▸ Source excerpt:
------------------------

The Shetland pony is a breed of pony originating in the Shetland Isles. Shetlands range in size from a minimum height of approximately 28 inches (7.0 hands; 71 cm) to an official maximum height of 42 inches. Registered stock must not exceed 42 inches (107 cm) 10.2 hands (42 inches, 107 cm) at the withers. Shetland ponies have heavy coats, short legs and are considered quite intelligent. They are a very strong breed of pony, used for riding, driving, and pack purposes.
Shetland ponies originated in the Shetland Isles, located northeast of mainland Scotland. Small horses have been kept on the Shetland Isles since the Bronze Age. People who lived on the islands probably later crossed the native stock with ponies imported by Norse settlers. Shetland ponies also were probably influenced by the Celtic Pony, brought to the islands by settlers between 2000 and 1000 BCE. The harsh climate and scarce food developed the ponies into extremely hardy animals.

------------------------

Copy the part of the Shetland pony text that opens with "Shetland ponies originated" and closes with "extremely hardy animals.", substituting "Iron Age" for "Bronze Age". Work only from the Shetland pony text.

▸ Data lines:
------------------------

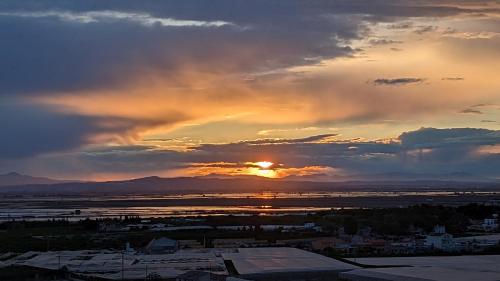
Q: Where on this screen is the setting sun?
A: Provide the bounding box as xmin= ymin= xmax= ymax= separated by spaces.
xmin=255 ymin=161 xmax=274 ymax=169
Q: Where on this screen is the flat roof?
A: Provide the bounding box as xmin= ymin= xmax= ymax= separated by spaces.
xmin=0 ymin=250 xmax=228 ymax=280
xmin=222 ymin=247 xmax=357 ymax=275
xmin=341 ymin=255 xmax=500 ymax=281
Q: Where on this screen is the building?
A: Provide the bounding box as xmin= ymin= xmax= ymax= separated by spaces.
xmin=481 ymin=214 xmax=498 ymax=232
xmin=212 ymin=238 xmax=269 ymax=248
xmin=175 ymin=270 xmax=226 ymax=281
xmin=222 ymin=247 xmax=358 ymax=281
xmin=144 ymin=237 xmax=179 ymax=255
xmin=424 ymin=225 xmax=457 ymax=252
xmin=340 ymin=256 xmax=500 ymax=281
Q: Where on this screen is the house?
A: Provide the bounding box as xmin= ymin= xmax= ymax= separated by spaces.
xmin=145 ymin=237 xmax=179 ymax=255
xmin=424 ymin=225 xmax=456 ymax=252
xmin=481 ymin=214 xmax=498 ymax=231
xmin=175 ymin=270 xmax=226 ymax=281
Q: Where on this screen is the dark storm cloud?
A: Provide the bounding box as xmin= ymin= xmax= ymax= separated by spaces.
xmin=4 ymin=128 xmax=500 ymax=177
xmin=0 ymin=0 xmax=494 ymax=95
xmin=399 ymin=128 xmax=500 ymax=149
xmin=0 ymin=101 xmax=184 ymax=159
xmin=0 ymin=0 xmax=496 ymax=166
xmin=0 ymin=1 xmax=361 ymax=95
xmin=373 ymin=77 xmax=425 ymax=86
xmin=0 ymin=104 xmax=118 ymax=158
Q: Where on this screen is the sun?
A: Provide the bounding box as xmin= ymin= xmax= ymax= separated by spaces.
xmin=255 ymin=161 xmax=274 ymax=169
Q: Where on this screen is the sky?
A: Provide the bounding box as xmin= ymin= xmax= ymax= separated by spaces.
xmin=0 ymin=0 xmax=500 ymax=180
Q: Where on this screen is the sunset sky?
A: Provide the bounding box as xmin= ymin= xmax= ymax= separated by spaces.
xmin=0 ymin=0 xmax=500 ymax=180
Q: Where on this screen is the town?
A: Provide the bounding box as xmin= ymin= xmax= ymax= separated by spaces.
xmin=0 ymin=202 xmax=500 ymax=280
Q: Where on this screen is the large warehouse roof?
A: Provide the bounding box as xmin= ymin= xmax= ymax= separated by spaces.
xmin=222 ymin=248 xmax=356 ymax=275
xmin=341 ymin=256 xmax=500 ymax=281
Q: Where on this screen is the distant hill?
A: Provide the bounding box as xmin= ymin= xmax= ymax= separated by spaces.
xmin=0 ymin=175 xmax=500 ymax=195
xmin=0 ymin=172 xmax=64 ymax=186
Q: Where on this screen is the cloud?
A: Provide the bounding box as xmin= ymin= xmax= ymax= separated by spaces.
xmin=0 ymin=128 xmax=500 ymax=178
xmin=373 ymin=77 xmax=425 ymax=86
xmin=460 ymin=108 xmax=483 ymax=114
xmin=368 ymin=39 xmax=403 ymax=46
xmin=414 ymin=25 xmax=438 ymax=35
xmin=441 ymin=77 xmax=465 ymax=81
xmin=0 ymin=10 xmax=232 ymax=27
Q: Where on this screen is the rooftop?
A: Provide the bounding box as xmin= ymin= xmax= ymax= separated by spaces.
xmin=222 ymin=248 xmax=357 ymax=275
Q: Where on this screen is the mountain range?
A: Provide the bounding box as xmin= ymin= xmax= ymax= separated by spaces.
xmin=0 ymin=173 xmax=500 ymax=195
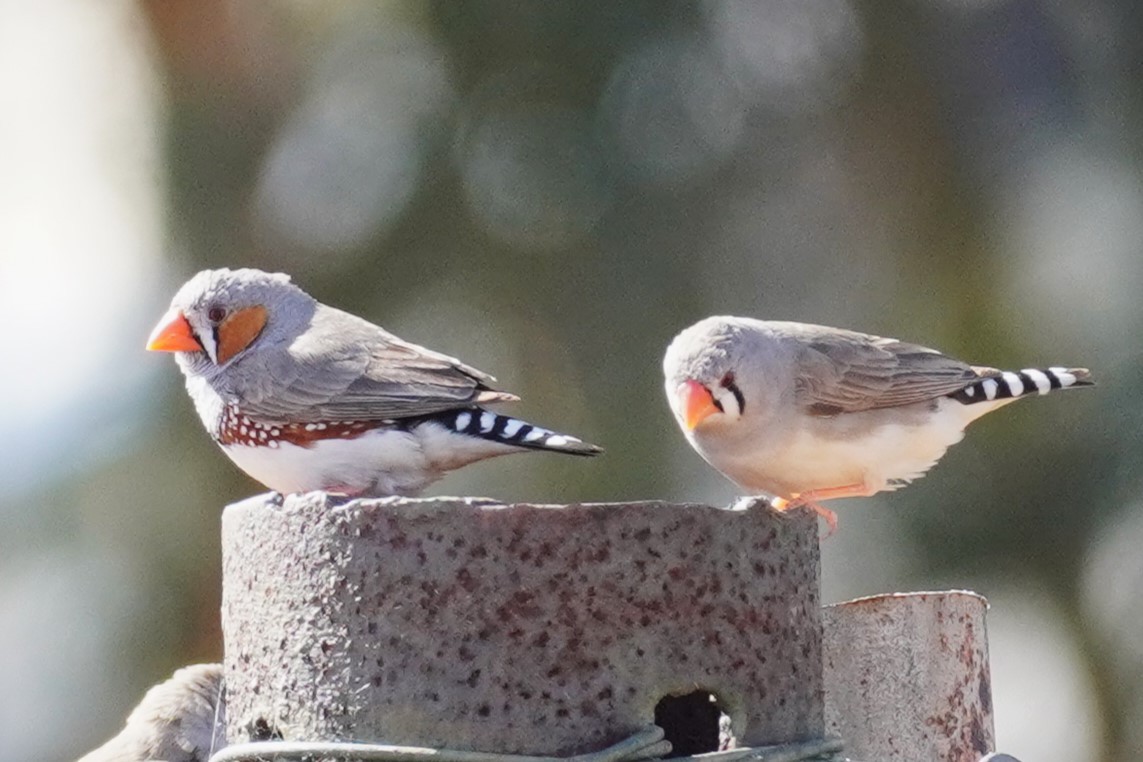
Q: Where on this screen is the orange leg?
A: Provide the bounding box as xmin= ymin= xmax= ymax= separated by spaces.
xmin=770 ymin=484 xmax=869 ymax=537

------------------------

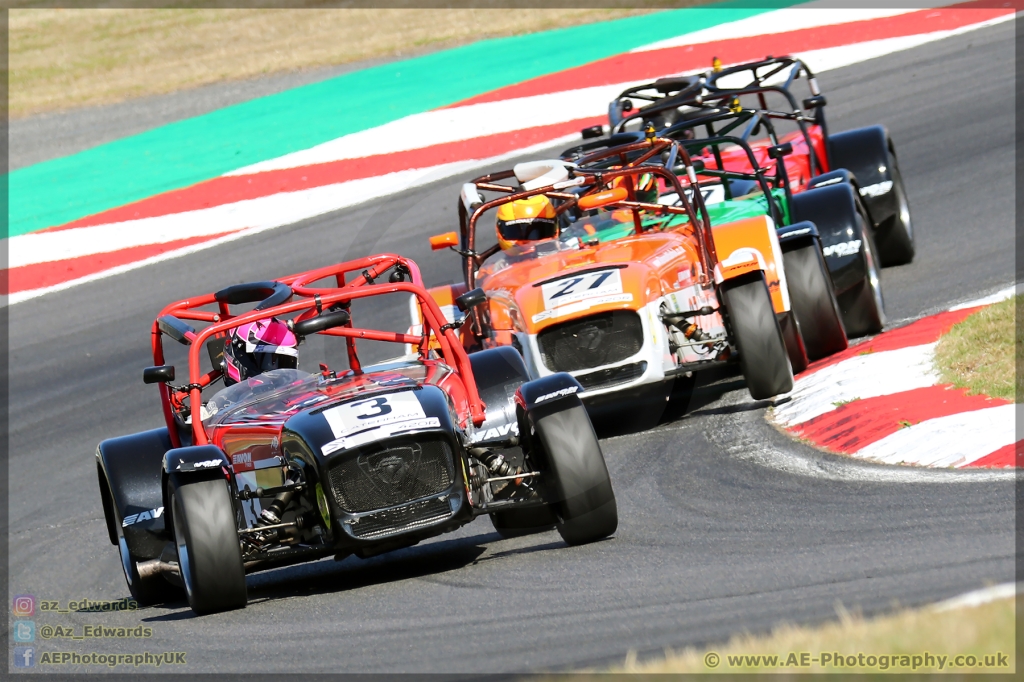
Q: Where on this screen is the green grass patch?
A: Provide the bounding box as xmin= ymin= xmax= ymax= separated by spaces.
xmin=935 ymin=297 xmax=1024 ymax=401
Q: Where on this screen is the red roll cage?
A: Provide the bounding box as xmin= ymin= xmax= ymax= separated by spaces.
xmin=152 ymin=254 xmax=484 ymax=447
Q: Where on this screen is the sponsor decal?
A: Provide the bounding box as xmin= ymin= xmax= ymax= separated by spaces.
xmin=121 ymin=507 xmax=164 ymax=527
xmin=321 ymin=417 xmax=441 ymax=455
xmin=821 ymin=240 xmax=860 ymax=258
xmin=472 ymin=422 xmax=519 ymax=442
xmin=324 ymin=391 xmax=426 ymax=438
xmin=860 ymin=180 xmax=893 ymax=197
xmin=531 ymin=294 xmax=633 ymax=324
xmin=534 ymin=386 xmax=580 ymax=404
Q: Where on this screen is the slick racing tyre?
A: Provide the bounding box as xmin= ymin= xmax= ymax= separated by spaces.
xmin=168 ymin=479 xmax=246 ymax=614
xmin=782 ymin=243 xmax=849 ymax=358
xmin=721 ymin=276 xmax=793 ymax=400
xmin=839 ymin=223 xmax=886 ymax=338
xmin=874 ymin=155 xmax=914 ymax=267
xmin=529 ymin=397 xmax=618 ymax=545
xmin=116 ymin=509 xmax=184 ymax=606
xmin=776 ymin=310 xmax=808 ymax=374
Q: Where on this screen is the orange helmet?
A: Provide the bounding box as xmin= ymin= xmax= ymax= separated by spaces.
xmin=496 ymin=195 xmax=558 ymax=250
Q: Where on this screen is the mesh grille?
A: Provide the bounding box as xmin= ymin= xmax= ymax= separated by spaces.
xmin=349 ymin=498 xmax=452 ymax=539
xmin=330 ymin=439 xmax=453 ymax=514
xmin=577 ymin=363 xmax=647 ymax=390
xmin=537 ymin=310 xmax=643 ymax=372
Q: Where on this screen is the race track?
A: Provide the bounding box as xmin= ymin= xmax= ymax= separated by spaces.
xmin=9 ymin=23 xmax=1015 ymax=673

------------------------

▸ Response to the exercise:
Shetland ponies originated in the Shetland Isles, located northeast of mainland Scotland. Small horses have been kept on the Shetland Isles since the Iron Age. People who lived on the islands probably later crossed the native stock with ponies imported by Norse settlers. Shetland ponies also were probably influenced by the Celtic Pony, brought to the islands by settlers between 2000 and 1000 BCE. The harsh climate and scarce food developed the ponies into extremely hardy animals.